╔══

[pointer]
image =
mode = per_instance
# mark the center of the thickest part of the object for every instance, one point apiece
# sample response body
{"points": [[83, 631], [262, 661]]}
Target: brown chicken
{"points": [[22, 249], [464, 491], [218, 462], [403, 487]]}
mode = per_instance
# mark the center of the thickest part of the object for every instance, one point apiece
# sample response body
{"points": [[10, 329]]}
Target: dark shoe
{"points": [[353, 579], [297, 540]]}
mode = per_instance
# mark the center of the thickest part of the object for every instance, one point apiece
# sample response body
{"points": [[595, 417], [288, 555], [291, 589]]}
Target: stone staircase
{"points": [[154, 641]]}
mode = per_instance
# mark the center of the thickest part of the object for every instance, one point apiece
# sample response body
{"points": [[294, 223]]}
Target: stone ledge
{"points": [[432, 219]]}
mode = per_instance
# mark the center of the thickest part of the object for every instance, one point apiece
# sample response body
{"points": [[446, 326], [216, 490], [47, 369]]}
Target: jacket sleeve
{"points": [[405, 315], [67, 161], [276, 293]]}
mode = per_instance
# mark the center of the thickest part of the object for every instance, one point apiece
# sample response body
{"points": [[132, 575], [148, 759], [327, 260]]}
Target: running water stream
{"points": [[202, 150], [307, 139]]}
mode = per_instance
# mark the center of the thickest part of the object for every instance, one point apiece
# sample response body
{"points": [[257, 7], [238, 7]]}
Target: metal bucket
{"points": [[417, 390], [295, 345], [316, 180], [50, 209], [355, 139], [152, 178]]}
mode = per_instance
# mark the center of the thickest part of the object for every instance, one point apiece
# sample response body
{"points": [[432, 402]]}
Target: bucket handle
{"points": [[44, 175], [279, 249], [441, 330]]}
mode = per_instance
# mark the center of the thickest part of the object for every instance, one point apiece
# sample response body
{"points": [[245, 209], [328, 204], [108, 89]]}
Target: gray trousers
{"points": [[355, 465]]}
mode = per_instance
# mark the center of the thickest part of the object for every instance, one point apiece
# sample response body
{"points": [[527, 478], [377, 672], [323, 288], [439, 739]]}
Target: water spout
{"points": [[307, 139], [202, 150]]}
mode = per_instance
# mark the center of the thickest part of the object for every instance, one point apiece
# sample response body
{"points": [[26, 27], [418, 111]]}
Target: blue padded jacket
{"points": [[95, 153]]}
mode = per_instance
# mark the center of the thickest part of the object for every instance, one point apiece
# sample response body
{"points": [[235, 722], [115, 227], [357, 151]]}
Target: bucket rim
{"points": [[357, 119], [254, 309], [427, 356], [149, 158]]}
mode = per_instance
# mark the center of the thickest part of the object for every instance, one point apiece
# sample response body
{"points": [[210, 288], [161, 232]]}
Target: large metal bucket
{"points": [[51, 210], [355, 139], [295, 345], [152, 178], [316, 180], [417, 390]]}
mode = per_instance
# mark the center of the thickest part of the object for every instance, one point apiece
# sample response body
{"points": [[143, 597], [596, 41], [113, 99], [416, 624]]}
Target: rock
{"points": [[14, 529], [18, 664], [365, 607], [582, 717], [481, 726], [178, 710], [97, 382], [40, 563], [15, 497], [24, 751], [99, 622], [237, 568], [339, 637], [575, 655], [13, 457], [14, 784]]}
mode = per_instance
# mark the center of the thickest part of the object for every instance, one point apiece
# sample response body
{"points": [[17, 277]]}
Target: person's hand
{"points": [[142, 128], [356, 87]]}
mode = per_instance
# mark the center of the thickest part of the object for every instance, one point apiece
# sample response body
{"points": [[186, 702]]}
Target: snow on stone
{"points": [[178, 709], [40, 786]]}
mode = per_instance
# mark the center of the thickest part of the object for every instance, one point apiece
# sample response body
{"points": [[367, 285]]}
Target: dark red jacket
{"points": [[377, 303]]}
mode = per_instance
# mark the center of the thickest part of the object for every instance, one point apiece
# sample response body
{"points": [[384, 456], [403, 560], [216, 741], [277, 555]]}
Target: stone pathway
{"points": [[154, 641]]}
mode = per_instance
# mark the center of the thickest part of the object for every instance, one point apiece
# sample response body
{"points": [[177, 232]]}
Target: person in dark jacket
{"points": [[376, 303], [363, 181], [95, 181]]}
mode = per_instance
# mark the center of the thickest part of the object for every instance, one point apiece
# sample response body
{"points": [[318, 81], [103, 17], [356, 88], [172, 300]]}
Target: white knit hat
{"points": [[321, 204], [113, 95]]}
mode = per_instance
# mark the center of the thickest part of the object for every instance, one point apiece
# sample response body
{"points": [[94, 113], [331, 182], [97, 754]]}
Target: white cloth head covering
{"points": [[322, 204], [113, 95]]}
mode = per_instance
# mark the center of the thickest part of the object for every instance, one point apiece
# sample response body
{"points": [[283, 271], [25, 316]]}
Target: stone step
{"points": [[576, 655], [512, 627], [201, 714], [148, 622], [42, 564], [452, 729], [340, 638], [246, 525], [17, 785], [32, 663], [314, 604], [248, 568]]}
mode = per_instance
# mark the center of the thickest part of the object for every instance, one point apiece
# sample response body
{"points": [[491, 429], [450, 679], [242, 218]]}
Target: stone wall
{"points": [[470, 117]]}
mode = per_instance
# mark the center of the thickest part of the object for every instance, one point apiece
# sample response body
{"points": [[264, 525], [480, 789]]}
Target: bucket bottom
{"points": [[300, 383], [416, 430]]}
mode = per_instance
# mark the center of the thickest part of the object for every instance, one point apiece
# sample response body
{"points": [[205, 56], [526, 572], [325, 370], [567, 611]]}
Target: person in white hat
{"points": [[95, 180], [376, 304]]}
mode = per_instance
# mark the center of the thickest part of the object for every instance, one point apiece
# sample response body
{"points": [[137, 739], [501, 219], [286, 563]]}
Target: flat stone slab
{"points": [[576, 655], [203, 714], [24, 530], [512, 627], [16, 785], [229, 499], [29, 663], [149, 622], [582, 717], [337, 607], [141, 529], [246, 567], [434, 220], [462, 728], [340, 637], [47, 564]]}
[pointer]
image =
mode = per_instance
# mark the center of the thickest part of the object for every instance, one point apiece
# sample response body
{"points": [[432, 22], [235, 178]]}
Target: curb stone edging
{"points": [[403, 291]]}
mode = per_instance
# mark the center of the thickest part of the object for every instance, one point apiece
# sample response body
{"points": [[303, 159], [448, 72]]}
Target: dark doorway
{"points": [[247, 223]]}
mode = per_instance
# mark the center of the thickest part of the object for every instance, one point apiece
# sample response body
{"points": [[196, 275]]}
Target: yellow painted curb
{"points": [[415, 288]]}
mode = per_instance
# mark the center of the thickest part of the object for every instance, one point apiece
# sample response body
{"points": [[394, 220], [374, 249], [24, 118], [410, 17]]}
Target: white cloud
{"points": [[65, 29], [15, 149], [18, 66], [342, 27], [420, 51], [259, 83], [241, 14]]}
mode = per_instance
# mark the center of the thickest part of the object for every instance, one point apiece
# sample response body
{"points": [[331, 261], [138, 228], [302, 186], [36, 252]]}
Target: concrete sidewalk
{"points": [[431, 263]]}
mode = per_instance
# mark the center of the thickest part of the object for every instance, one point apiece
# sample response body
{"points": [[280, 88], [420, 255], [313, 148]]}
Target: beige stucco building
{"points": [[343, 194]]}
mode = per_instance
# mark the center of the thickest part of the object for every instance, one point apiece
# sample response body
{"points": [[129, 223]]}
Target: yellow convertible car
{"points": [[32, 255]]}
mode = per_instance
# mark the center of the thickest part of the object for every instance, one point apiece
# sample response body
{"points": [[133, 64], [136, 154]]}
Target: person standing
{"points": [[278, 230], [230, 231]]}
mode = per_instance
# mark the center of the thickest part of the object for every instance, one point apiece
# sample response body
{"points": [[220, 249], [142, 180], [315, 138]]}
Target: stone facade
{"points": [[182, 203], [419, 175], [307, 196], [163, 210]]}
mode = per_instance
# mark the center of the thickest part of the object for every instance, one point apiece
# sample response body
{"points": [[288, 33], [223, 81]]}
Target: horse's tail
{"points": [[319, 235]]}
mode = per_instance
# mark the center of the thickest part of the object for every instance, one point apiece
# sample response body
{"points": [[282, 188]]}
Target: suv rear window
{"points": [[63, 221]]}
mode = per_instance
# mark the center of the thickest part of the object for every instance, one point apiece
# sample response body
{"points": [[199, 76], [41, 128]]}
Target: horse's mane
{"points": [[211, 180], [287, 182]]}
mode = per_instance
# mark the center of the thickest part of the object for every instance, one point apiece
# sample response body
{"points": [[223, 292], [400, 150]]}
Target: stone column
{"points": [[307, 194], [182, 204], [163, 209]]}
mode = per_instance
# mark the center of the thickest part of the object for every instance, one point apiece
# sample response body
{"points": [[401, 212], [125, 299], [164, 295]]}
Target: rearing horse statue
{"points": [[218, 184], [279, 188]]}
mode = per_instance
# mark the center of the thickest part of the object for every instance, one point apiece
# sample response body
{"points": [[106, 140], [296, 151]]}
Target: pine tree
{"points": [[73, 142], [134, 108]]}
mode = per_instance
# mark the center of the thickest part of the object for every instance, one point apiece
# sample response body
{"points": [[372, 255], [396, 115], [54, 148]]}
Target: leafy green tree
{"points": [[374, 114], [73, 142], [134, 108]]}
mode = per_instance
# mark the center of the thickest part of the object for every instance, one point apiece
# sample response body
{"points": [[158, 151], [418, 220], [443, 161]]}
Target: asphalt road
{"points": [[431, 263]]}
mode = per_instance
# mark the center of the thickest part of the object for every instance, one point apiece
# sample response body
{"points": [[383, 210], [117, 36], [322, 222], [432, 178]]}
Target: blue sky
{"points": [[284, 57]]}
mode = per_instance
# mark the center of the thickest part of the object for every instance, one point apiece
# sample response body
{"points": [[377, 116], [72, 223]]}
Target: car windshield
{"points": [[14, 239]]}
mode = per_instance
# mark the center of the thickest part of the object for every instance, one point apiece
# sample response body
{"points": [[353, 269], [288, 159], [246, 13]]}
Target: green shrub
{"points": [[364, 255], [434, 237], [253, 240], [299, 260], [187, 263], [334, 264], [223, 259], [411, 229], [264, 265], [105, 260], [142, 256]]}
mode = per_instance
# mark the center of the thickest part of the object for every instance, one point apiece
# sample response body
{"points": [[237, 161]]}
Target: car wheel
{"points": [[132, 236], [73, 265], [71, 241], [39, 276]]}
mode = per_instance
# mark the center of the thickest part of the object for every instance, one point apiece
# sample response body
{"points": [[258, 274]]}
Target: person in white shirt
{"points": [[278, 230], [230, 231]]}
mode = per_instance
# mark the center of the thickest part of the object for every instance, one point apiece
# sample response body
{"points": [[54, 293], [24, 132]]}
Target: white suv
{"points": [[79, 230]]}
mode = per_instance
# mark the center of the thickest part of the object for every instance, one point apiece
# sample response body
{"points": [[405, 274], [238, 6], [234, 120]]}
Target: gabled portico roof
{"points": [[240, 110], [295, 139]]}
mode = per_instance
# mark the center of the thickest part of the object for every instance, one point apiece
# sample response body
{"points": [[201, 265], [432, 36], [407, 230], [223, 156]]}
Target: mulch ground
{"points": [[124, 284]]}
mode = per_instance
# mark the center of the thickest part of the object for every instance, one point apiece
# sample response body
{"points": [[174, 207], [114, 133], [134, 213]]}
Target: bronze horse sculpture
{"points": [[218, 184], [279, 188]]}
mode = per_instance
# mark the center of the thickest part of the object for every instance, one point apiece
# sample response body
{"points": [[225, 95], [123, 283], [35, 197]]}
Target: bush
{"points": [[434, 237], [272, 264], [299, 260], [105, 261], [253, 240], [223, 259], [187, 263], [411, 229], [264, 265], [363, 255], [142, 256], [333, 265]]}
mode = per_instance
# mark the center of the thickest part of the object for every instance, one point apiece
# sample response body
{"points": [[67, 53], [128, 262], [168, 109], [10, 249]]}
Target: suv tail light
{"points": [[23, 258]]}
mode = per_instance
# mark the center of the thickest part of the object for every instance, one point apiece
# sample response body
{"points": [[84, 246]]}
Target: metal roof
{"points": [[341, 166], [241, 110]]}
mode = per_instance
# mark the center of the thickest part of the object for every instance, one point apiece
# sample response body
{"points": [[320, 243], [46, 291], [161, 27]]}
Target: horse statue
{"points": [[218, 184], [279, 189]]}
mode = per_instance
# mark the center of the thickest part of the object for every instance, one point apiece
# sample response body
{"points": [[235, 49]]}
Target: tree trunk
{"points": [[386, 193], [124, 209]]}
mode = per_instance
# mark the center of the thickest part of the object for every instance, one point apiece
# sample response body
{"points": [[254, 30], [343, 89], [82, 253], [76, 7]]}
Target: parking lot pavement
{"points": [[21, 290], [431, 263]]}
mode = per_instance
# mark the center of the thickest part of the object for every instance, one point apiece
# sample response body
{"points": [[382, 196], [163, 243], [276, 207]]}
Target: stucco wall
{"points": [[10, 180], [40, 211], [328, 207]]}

╚══

● PROBLEM TO SOLVE: Pick out every line in the listing that contains the word "metal", and copy each one.

● FINAL RESULT:
Target: metal bucket
Target: large metal bucket
Target: metal roof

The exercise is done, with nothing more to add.